• **WHAT YOU NEED TO DO**
Replace "crusty bread" with "sourdough loaf" in each of the items below, and write the lines out again with everything else unchanged.

• **PROVIDED INFORMATION**
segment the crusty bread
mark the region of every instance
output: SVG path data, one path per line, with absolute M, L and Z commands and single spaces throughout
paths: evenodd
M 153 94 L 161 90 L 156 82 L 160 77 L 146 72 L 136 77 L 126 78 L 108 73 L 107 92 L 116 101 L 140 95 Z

• **ANSWER TO THIS PROBLEM**
segment the sourdough loaf
mark the region of every instance
output: SVG path data, one path per line, with absolute M, L and Z commands and single spaces throughout
paths: evenodd
M 153 94 L 161 90 L 156 82 L 160 77 L 146 72 L 136 77 L 126 78 L 108 73 L 107 92 L 116 101 L 140 95 Z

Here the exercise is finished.